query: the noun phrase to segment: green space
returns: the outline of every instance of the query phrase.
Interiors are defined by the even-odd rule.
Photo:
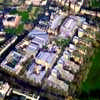
[[[16,28],[5,28],[6,33],[13,35],[22,34],[24,30],[24,24],[29,21],[33,22],[35,19],[37,19],[40,13],[40,7],[30,7],[27,11],[12,10],[10,14],[18,14],[19,16],[21,16],[21,22],[20,25]]]
[[[91,91],[100,90],[100,48],[95,50],[95,56],[93,58],[93,64],[91,66],[90,72],[88,74],[88,78],[85,82],[83,82],[81,91],[82,93],[89,94]],[[96,94],[96,93],[95,93]],[[81,100],[100,100],[100,98],[86,98]]]

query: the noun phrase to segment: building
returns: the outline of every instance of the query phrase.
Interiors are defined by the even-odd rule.
[[[32,30],[28,37],[32,39],[32,43],[39,45],[42,48],[44,45],[48,44],[49,36],[46,32],[43,32],[39,29]]]
[[[80,66],[75,64],[73,61],[68,60],[64,66],[64,69],[76,73],[80,70]]]
[[[1,63],[1,67],[7,70],[8,72],[18,74],[22,69],[22,66],[20,66],[21,58],[21,54],[15,51],[11,51]]]
[[[37,54],[37,52],[38,52],[38,50],[39,50],[39,46],[37,45],[37,44],[34,44],[34,43],[30,43],[27,47],[26,47],[26,49],[24,50],[25,51],[25,54],[26,55],[33,55],[33,56],[35,56],[36,54]]]
[[[46,5],[47,3],[47,0],[26,0],[25,1],[25,4],[26,5],[34,5],[34,6],[44,6]]]
[[[47,87],[53,87],[54,89],[58,89],[59,91],[63,90],[64,92],[68,93],[69,85],[52,75],[48,77],[46,84]]]
[[[58,29],[58,27],[61,25],[63,19],[64,19],[63,15],[52,14],[51,15],[50,29],[53,30],[53,31],[55,31],[56,29]]]
[[[23,39],[18,45],[16,45],[17,52],[27,55],[28,57],[35,56],[39,50],[39,45],[32,43],[32,40],[28,38]]]
[[[56,58],[57,55],[55,53],[40,51],[40,53],[36,57],[36,63],[46,66],[46,69],[48,69],[53,66]]]
[[[3,25],[5,27],[17,27],[20,23],[21,17],[18,15],[5,15]]]
[[[67,70],[64,70],[63,66],[58,64],[55,66],[55,69],[59,71],[60,79],[63,79],[64,81],[69,81],[69,82],[72,82],[74,80],[74,74],[70,73]]]
[[[5,96],[8,96],[10,92],[11,88],[7,82],[0,83],[0,100],[4,100]]]
[[[84,20],[84,18],[79,16],[69,16],[60,27],[60,36],[72,37],[76,32],[76,29],[82,25]]]

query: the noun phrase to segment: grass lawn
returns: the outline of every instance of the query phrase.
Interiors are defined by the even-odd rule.
[[[98,94],[97,90],[100,91],[100,48],[96,49],[95,51],[95,57],[93,59],[93,65],[90,69],[90,72],[88,74],[87,80],[82,84],[82,92],[85,92],[90,96],[90,93],[92,91],[94,95]],[[81,99],[85,100],[85,99]],[[100,100],[97,98],[92,98],[91,96],[87,98],[86,100]]]

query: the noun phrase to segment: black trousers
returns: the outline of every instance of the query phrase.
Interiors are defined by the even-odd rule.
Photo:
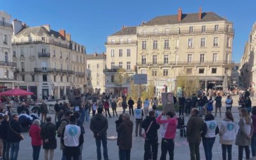
[[[144,160],[157,159],[158,140],[145,140],[144,143]],[[151,156],[152,152],[152,156]]]
[[[160,160],[166,159],[167,152],[169,152],[170,160],[174,159],[174,141],[172,139],[162,138],[161,143],[161,149],[162,153],[161,154]]]

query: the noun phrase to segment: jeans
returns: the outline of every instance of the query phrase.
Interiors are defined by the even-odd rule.
[[[211,160],[212,158],[212,147],[215,142],[215,138],[203,138],[203,145],[206,160]]]
[[[135,134],[137,136],[138,136],[138,129],[140,127],[140,131],[139,131],[139,134],[140,136],[141,136],[141,132],[142,132],[142,128],[141,128],[141,124],[142,124],[142,120],[136,120],[135,121],[136,123],[136,128],[135,128]]]
[[[11,148],[10,151],[10,160],[17,160],[18,157],[19,149],[20,142],[10,142],[10,147]]]
[[[180,106],[179,107],[179,116],[184,115],[184,106]]]
[[[189,143],[191,160],[200,160],[199,143]]]
[[[32,146],[33,148],[33,160],[38,160],[41,146]]]
[[[243,160],[243,154],[245,150],[245,157],[246,159],[250,159],[250,148],[249,146],[238,146],[238,160]]]
[[[133,106],[132,107],[131,107],[131,106],[129,107],[129,113],[130,114],[130,116],[132,115],[131,114],[132,114],[132,116],[134,115],[134,113],[133,112]]]
[[[251,140],[252,156],[255,156],[256,152],[256,133],[253,133]]]
[[[89,109],[85,109],[84,110],[84,113],[85,113],[85,122],[89,122]]]
[[[130,160],[131,159],[131,149],[121,150],[119,149],[119,159],[120,160]]]
[[[170,160],[174,159],[174,141],[172,139],[162,138],[161,143],[161,154],[160,160],[166,159],[167,151],[169,152]]]
[[[97,147],[97,157],[98,160],[101,160],[101,150],[100,142],[102,143],[103,147],[103,157],[105,160],[108,159],[108,147],[107,147],[107,137],[106,136],[99,138],[95,138]]]
[[[158,140],[145,140],[144,144],[144,160],[157,159]],[[151,157],[151,152],[152,156]]]
[[[48,158],[48,154],[50,152],[50,157]],[[44,159],[45,160],[52,160],[53,159],[53,154],[54,153],[54,150],[44,150]]]
[[[232,145],[221,145],[222,159],[227,159],[227,150],[228,151],[228,160],[232,159]]]

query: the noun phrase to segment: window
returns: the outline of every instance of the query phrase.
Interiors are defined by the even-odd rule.
[[[190,63],[192,62],[192,54],[188,54],[188,63]]]
[[[164,63],[168,64],[169,60],[168,55],[164,55]]]
[[[227,47],[230,47],[230,37],[227,37]]]
[[[153,41],[153,49],[157,49],[157,40]]]
[[[142,49],[147,49],[147,42],[146,41],[142,41]]]
[[[193,48],[193,38],[188,38],[188,47]]]
[[[111,62],[111,69],[115,69],[115,62]]]
[[[153,65],[156,65],[157,63],[157,56],[153,55]]]
[[[131,56],[131,49],[127,49],[127,57]]]
[[[216,74],[217,73],[217,68],[212,68],[212,74]]]
[[[200,63],[204,63],[204,54],[200,54]]]
[[[217,53],[212,54],[212,62],[217,62]]]
[[[216,24],[214,26],[214,31],[218,31],[219,29],[219,25]]]
[[[213,38],[213,47],[218,47],[218,45],[219,38],[218,37],[214,37]]]
[[[205,38],[201,38],[200,47],[205,47]]]
[[[169,49],[169,40],[164,40],[164,49]]]
[[[157,76],[157,72],[156,70],[152,70],[152,76],[155,77]]]
[[[119,56],[120,57],[123,56],[123,50],[122,49],[119,49]]]
[[[119,67],[119,68],[123,68],[123,62],[122,62],[122,61],[119,62],[118,67]]]
[[[146,56],[141,56],[141,63],[142,63],[142,65],[146,64]]]
[[[187,68],[187,74],[192,74],[192,68]]]
[[[111,49],[111,57],[115,57],[115,50]]]
[[[205,32],[205,26],[202,26],[202,32]]]
[[[192,33],[193,32],[193,27],[190,26],[189,27],[189,33]]]
[[[4,52],[4,61],[5,61],[5,62],[8,62],[8,52]]]
[[[168,76],[168,69],[164,69],[164,76]]]
[[[204,68],[199,68],[199,74],[204,74]]]
[[[126,69],[127,69],[127,70],[131,70],[131,61],[127,61],[127,62],[126,63]]]
[[[43,74],[43,82],[47,82],[47,75]]]
[[[21,62],[21,72],[25,72],[25,63],[24,62]]]
[[[111,83],[114,82],[114,81],[115,81],[115,76],[114,75],[111,75]]]

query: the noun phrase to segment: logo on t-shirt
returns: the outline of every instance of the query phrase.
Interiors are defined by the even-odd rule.
[[[77,129],[75,127],[71,127],[68,129],[68,133],[72,136],[74,136],[77,134]]]
[[[229,131],[232,131],[232,130],[234,129],[234,127],[235,127],[235,126],[234,126],[234,124],[231,124],[231,123],[228,124],[228,125],[227,125],[227,128],[228,129],[228,130]]]

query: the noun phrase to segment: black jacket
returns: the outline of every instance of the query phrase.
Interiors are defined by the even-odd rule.
[[[44,124],[41,128],[40,136],[43,140],[44,149],[56,149],[57,148],[56,128],[54,124],[47,122]],[[45,143],[45,140],[48,140],[49,142]]]
[[[108,119],[102,114],[96,114],[92,118],[90,129],[93,132],[95,138],[106,136],[108,128]]]
[[[11,120],[8,123],[8,127],[7,131],[8,131],[8,135],[7,135],[8,142],[19,142],[21,140],[20,136],[21,132],[21,126],[17,121],[15,120]]]
[[[147,130],[148,129],[152,121],[153,121],[153,123],[152,124],[148,132],[146,133],[147,139],[150,140],[157,140],[157,129],[160,128],[160,125],[156,123],[155,117],[147,116],[146,118],[142,122],[141,128],[145,129],[145,132],[147,132]]]

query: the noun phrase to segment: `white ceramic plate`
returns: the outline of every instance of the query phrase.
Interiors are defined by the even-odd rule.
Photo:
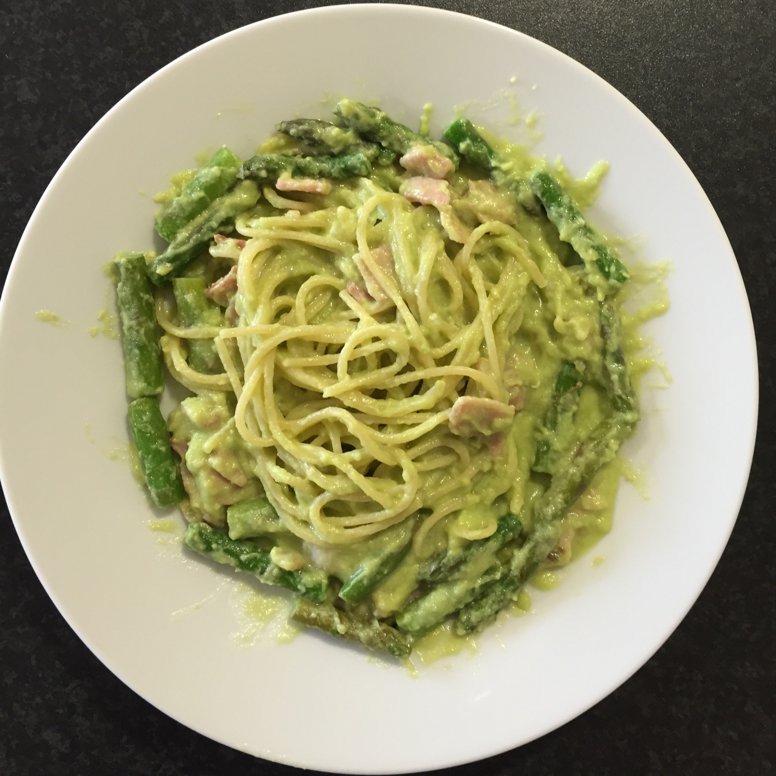
[[[563,585],[535,596],[529,616],[487,632],[476,656],[449,659],[446,670],[411,678],[313,634],[286,645],[260,636],[241,648],[232,638],[240,628],[233,575],[174,542],[160,548],[128,468],[104,454],[126,430],[119,345],[87,333],[104,303],[102,264],[120,249],[152,244],[155,206],[139,190],[165,188],[203,147],[226,143],[250,155],[277,121],[310,106],[324,112],[326,92],[379,98],[412,125],[433,102],[438,133],[454,106],[505,88],[523,115],[540,116],[537,152],[562,154],[577,174],[601,158],[611,163],[594,220],[610,234],[642,235],[646,257],[674,262],[670,311],[652,327],[674,384],[646,392],[629,449],[651,497],[624,487],[614,530],[593,553],[606,562],[573,564]],[[497,113],[478,111],[483,122]],[[36,321],[40,309],[68,323]],[[63,615],[165,713],[230,746],[307,767],[453,765],[584,711],[641,666],[695,600],[733,527],[751,460],[757,381],[749,307],[692,174],[644,116],[581,65],[510,29],[429,9],[351,5],[272,19],[140,85],[43,195],[8,277],[0,326],[3,488]]]

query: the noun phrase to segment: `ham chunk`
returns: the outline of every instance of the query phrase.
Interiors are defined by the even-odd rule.
[[[469,230],[452,212],[450,205],[450,184],[434,178],[407,178],[399,188],[399,193],[408,202],[431,205],[439,211],[439,220],[447,236],[453,242],[464,243]]]
[[[480,223],[514,223],[518,213],[511,199],[490,181],[469,181],[469,190],[456,203],[457,210],[470,213]]]
[[[490,436],[507,431],[514,415],[514,407],[494,399],[462,396],[450,412],[450,431],[458,436]]]
[[[393,278],[393,280],[396,280],[396,264],[393,262],[393,254],[391,252],[390,246],[388,244],[380,245],[379,248],[376,248],[372,251],[372,255],[374,258],[375,263],[377,266],[379,267],[380,269],[382,269],[383,272],[388,275],[388,277]],[[359,268],[359,272],[361,272],[361,276],[364,279],[364,283],[366,286],[366,290],[369,293],[369,298],[376,300],[379,302],[388,301],[390,297],[388,296],[387,289],[383,286],[380,281],[377,279],[377,276],[366,265],[366,262],[364,261],[361,254],[355,254],[355,255],[353,256],[353,261],[355,262],[355,265]],[[348,290],[350,290],[349,288]],[[351,294],[351,296],[352,296],[354,299],[358,298],[357,296],[353,296],[353,294]]]
[[[328,194],[331,184],[316,178],[290,178],[281,176],[275,184],[279,192],[304,192],[307,194]]]
[[[219,278],[214,283],[207,287],[205,296],[212,299],[222,307],[228,307],[229,303],[237,292],[237,265],[235,264],[231,269]]]
[[[399,164],[413,175],[428,178],[447,178],[456,169],[455,165],[432,145],[413,146]]]

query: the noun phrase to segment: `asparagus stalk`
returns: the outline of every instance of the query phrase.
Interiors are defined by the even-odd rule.
[[[227,508],[230,539],[250,539],[285,531],[266,496],[238,501]]]
[[[607,390],[615,412],[627,423],[636,423],[640,416],[639,400],[631,383],[628,364],[622,351],[620,317],[608,302],[601,302],[601,338],[604,343],[604,369]]]
[[[625,265],[603,237],[582,216],[579,206],[546,171],[539,170],[530,178],[531,188],[555,224],[560,239],[570,243],[584,262],[588,282],[603,299],[630,276]]]
[[[511,164],[499,156],[468,119],[456,119],[444,134],[466,161],[490,177],[497,189],[511,194],[525,208],[536,207],[528,182],[513,171]]]
[[[223,326],[221,308],[205,296],[204,278],[175,278],[172,290],[178,305],[178,317],[183,326]],[[210,339],[190,339],[189,363],[196,372],[216,374],[222,372],[221,359],[216,344]]]
[[[168,242],[214,199],[231,188],[242,161],[222,146],[157,217],[156,230]]]
[[[508,572],[496,553],[517,536],[521,528],[517,516],[504,515],[491,536],[469,545],[466,559],[451,571],[445,581],[435,584],[397,615],[397,624],[411,633],[422,633],[476,598],[490,583]]]
[[[390,543],[369,553],[345,580],[339,597],[360,604],[398,565],[410,549],[410,532],[397,532]]]
[[[342,129],[320,119],[294,119],[282,121],[275,126],[279,132],[301,140],[314,154],[339,156],[341,154],[363,154],[370,162],[390,165],[396,158],[376,143],[362,140],[355,130]]]
[[[372,171],[369,160],[360,152],[343,156],[291,156],[288,154],[258,154],[248,159],[240,171],[241,178],[275,181],[281,175],[292,178],[331,178],[344,180],[364,177]]]
[[[514,539],[521,529],[519,518],[511,513],[505,514],[499,520],[496,530],[487,539],[471,542],[463,547],[448,548],[444,554],[433,556],[429,563],[421,566],[418,578],[430,582],[444,582],[456,573],[464,562],[478,554],[494,553],[500,549]]]
[[[126,393],[133,399],[154,396],[165,390],[165,378],[145,258],[141,253],[120,254],[116,267]]]
[[[520,580],[512,573],[497,580],[480,598],[461,609],[453,627],[455,632],[458,636],[465,636],[482,630],[495,619],[501,609],[509,605],[520,586]]]
[[[252,573],[267,584],[287,587],[310,601],[322,601],[326,595],[328,576],[324,571],[314,566],[286,571],[272,563],[267,550],[253,542],[231,539],[207,523],[189,523],[183,540],[196,553]]]
[[[180,275],[215,235],[231,231],[234,219],[253,207],[258,197],[256,184],[242,181],[227,194],[214,199],[180,229],[167,250],[148,265],[147,271],[151,282],[161,287]]]
[[[549,408],[544,417],[536,441],[536,453],[532,467],[535,472],[554,474],[565,441],[559,438],[559,428],[573,417],[579,404],[578,389],[582,376],[574,363],[564,361],[555,381],[555,389]]]
[[[379,143],[383,147],[404,155],[414,146],[432,146],[458,167],[458,154],[449,145],[418,135],[408,126],[394,121],[379,108],[371,108],[353,99],[341,99],[334,113],[359,134]]]
[[[311,604],[300,598],[291,617],[297,622],[317,628],[331,636],[362,644],[369,650],[387,652],[394,657],[407,657],[412,639],[395,628],[376,619],[366,621],[334,608],[331,604]]]
[[[127,414],[151,497],[158,507],[178,504],[185,491],[158,403],[151,397],[141,397],[130,404]]]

__Aim of the exercise__.
Arrange the lines of the listing above as a numbered list, starting at the line that contains "query: the noun phrase to segment: window" and ending at the line that contains "[[[204,68],[199,68],[199,74],[204,74]]]", and leave out any blank lines.

__Finished task__.
1. query: the noun phrase to segment: window
2. returns: the outline of every instance of the query phrase.
3. Interiors are defined by the even-odd rule.
4. [[[190,63],[192,62],[192,54],[188,54],[188,63]]]
5. [[[164,63],[168,64],[169,60],[168,55],[164,55]]]
6. [[[227,47],[230,47],[230,37],[227,37]]]
7. [[[153,41],[153,49],[157,49],[157,40]]]
8. [[[142,49],[147,49],[147,42],[146,41],[142,41]]]
9. [[[193,48],[193,38],[188,38],[188,47]]]
10. [[[111,62],[111,69],[115,69],[115,62]]]
11. [[[153,65],[156,65],[157,63],[157,56],[153,55]]]
12. [[[131,56],[131,49],[127,49],[127,57]]]
13. [[[216,74],[217,73],[217,68],[212,68],[212,74]]]
14. [[[200,63],[204,63],[204,54],[200,54]]]
15. [[[217,53],[212,54],[212,62],[217,62]]]
16. [[[216,24],[214,26],[214,31],[218,31],[219,29],[219,25]]]
17. [[[213,38],[213,47],[218,47],[218,45],[219,38],[218,37],[214,37]]]
18. [[[205,38],[201,38],[200,47],[205,47]]]
19. [[[169,49],[169,40],[164,40],[164,49]]]
20. [[[157,76],[157,72],[156,70],[152,70],[152,76],[155,77]]]
21. [[[119,56],[120,57],[123,56],[123,50],[122,49],[119,49]]]
22. [[[119,67],[119,68],[123,68],[123,62],[122,62],[122,61],[119,62],[118,67]]]
23. [[[146,56],[141,56],[141,63],[142,63],[142,65],[146,64]]]
24. [[[187,68],[187,74],[192,74],[192,68]]]
25. [[[111,49],[111,57],[115,57],[115,50]]]
26. [[[205,32],[205,26],[202,26],[202,32]]]
27. [[[192,33],[193,32],[193,27],[190,26],[189,27],[189,33]]]
28. [[[4,52],[4,61],[5,61],[5,62],[8,62],[8,52]]]
29. [[[168,76],[168,69],[164,69],[164,76]]]
30. [[[204,68],[199,68],[199,74],[204,74]]]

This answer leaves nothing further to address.